- [Written instruction]
Please turn every line of the records below into a JSON list of strings, with one string per line and blank lines left out.

- [Given records]
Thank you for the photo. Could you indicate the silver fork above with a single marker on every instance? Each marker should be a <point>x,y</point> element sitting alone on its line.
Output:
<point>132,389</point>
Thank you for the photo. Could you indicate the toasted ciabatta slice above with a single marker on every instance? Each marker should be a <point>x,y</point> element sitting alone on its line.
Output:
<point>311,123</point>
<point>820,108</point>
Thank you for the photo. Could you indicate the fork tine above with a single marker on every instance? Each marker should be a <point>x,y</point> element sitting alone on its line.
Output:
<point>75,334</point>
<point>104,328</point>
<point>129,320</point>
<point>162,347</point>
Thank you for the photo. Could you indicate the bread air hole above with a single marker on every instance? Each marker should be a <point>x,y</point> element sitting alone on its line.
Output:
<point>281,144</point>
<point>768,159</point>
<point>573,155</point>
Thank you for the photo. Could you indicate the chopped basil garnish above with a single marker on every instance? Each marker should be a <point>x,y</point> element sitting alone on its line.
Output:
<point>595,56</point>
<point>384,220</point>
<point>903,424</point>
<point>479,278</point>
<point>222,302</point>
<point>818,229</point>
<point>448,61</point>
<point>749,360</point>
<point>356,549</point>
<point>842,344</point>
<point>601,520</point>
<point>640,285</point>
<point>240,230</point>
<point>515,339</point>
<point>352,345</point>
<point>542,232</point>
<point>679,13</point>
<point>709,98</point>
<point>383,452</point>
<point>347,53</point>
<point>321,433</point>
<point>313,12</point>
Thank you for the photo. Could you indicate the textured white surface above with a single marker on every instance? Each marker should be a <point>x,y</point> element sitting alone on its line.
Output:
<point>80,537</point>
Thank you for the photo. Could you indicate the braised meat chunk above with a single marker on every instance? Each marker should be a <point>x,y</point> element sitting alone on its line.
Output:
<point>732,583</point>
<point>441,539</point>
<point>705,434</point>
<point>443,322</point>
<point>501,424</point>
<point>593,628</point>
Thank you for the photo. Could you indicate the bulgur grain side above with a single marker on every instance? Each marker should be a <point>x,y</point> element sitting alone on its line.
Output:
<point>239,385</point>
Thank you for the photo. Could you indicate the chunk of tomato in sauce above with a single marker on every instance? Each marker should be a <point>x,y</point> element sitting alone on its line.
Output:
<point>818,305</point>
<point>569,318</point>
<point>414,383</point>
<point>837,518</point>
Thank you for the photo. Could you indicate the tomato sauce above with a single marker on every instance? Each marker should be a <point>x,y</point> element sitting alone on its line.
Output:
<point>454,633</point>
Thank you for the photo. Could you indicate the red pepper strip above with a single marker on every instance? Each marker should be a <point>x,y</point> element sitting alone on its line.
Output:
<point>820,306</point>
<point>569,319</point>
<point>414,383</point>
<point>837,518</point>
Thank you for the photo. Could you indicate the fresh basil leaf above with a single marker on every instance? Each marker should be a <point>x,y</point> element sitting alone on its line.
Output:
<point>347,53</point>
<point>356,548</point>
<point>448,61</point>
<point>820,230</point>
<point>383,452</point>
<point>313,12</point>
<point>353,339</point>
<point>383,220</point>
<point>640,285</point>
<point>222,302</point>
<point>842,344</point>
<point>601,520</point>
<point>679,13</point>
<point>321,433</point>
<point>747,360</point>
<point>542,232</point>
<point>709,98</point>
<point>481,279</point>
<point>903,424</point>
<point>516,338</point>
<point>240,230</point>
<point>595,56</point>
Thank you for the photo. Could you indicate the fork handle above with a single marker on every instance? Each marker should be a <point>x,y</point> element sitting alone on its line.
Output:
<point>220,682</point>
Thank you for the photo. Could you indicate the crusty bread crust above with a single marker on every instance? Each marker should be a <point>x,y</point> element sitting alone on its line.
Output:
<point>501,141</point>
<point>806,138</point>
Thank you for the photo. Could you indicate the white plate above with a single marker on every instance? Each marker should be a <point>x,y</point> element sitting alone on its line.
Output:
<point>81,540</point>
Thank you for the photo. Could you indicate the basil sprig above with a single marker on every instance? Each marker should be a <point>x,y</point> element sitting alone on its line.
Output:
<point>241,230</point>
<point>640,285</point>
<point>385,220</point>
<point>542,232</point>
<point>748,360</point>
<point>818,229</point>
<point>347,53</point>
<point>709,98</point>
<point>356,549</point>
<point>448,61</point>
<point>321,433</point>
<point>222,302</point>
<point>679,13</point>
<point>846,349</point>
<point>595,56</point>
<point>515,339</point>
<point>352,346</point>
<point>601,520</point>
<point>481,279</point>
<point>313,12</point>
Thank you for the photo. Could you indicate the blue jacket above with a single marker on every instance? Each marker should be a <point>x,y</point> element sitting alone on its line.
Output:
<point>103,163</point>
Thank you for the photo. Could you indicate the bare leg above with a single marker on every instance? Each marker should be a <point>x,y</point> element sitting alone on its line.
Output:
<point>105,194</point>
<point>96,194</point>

- [Correct result]
[
  "Thank you for the photo. Could you indicate the silver fork above with a single marker on every instance? Each marker should be a <point>x,y</point> element sitting alone on its line.",
  "Output:",
  "<point>132,389</point>",
  "Thank you for the photo. Could you indicate the toasted ciabatta slice above with a single marker on every instance? Each marker should be a <point>x,y</point> element sitting alone on its line.",
  "Output:",
  "<point>311,123</point>",
  "<point>820,108</point>",
  "Thank you for the photo. Could you indicate the fork tine above with a single marker on every instance? Each marker should be a <point>x,y</point> element sitting alone on its line.",
  "Output:",
  "<point>75,334</point>",
  "<point>104,328</point>",
  "<point>129,320</point>",
  "<point>162,347</point>",
  "Thank you for the photo. Could you indicate the bread air hole above with a single marker on every instance? Each marker should be a <point>x,y</point> element sitting alone on its line.",
  "Output:",
  "<point>281,144</point>",
  "<point>768,159</point>",
  "<point>573,155</point>",
  "Thank you for the photo. Could you indicate the chopped basil garnish above with a single marker on every instance? Each marker should be a <point>x,y</point> element sitting alone on its line.",
  "Output:",
  "<point>595,56</point>",
  "<point>384,220</point>",
  "<point>903,424</point>",
  "<point>479,278</point>",
  "<point>222,302</point>",
  "<point>818,229</point>",
  "<point>448,61</point>",
  "<point>749,360</point>",
  "<point>356,549</point>",
  "<point>842,344</point>",
  "<point>601,520</point>",
  "<point>640,285</point>",
  "<point>240,230</point>",
  "<point>515,339</point>",
  "<point>352,345</point>",
  "<point>542,232</point>",
  "<point>679,13</point>",
  "<point>709,98</point>",
  "<point>383,452</point>",
  "<point>347,53</point>",
  "<point>321,433</point>",
  "<point>313,12</point>",
  "Thank you for the photo. Could you indicate the textured white surface above with a single marker on every instance? Each marker should be a <point>x,y</point> element sitting alone on its line.",
  "Output:",
  "<point>80,537</point>",
  "Thank you for the photo. Could you indicate the braised meat chunk above with a single marker on every instance? Each marker should be a <point>x,y</point> element sitting alone on its line.",
  "Output:",
  "<point>732,583</point>",
  "<point>441,539</point>",
  "<point>705,434</point>",
  "<point>443,322</point>",
  "<point>501,424</point>",
  "<point>593,628</point>",
  "Thank you for the photo. Could you indicate the bulgur grain side above with a single marker on every instance? Each marker should be a <point>x,y</point> element sitting alone on its line.",
  "Output:",
  "<point>239,385</point>",
  "Thank you for the photo. Could you indicate the chunk of tomato in sauce above with a single marker on every instance? Each marker should be a <point>x,y</point> element sitting alone on its line.",
  "Output:",
  "<point>818,305</point>",
  "<point>569,318</point>",
  "<point>414,383</point>",
  "<point>837,518</point>",
  "Thank you for the photo. Could you indicate the tomato sauce above with a single marker on every instance? Each marker should be a <point>x,y</point> element sitting alone on its line.",
  "Output:",
  "<point>454,633</point>",
  "Thank you for the photo. Could you indicate the red pepper strip above with a single marker on every instance? Each marker should be a <point>x,y</point> element sitting alone on its line.",
  "Output:",
  "<point>820,306</point>",
  "<point>569,319</point>",
  "<point>414,383</point>",
  "<point>837,518</point>",
  "Thank you for the photo. Could you indicate the fresh basil leaf above with a single marker on every instance? Each marker should be a <point>x,y</point> element sitting alone on its line.",
  "Output:",
  "<point>347,53</point>",
  "<point>356,548</point>",
  "<point>448,61</point>",
  "<point>820,230</point>",
  "<point>383,452</point>",
  "<point>313,12</point>",
  "<point>353,339</point>",
  "<point>383,220</point>",
  "<point>640,285</point>",
  "<point>222,302</point>",
  "<point>842,344</point>",
  "<point>601,520</point>",
  "<point>679,13</point>",
  "<point>321,433</point>",
  "<point>747,360</point>",
  "<point>542,232</point>",
  "<point>709,98</point>",
  "<point>481,279</point>",
  "<point>903,424</point>",
  "<point>516,338</point>",
  "<point>240,230</point>",
  "<point>595,56</point>",
  "Thank you for the photo. Could you indicate the fork handle above with a single marker on every instance? Each marker should be a <point>x,y</point> element sitting alone on its line.",
  "Output:",
  "<point>220,682</point>",
  "Thank you for the photo. Could you indicate the crusty bread crust above with a single marker on every instance? Each marker should be a <point>x,y</point> element sitting alone on its line.",
  "Output:",
  "<point>501,141</point>",
  "<point>806,138</point>",
  "Thank you for the photo. Could you indicate the white plate above with a single marker on every instance? Each marker should be a <point>x,y</point> element sitting alone on its line.",
  "Output:",
  "<point>81,540</point>",
  "Thank you for the photo. Could you indicate the basil sprig above with a single marker on every instance? Each marker should be a <point>x,y</point> element sitting alone on its line.",
  "Output:",
  "<point>241,230</point>",
  "<point>640,285</point>",
  "<point>385,220</point>",
  "<point>542,232</point>",
  "<point>748,360</point>",
  "<point>818,229</point>",
  "<point>347,53</point>",
  "<point>709,98</point>",
  "<point>356,549</point>",
  "<point>448,61</point>",
  "<point>321,433</point>",
  "<point>222,302</point>",
  "<point>679,13</point>",
  "<point>846,349</point>",
  "<point>595,56</point>",
  "<point>515,339</point>",
  "<point>352,346</point>",
  "<point>601,520</point>",
  "<point>481,279</point>",
  "<point>313,12</point>",
  "Thank you for the photo. Could you indicate the blue jacket above with a single marker on every instance? Each marker should be a <point>x,y</point> element sitting alone on its line.",
  "Output:",
  "<point>103,163</point>",
  "Thank you for the photo. Could you indicate the bare leg above with a single marker on every instance? Each marker should be a <point>x,y</point> element sitting alone on its line.",
  "Output:",
  "<point>105,194</point>",
  "<point>96,194</point>"
]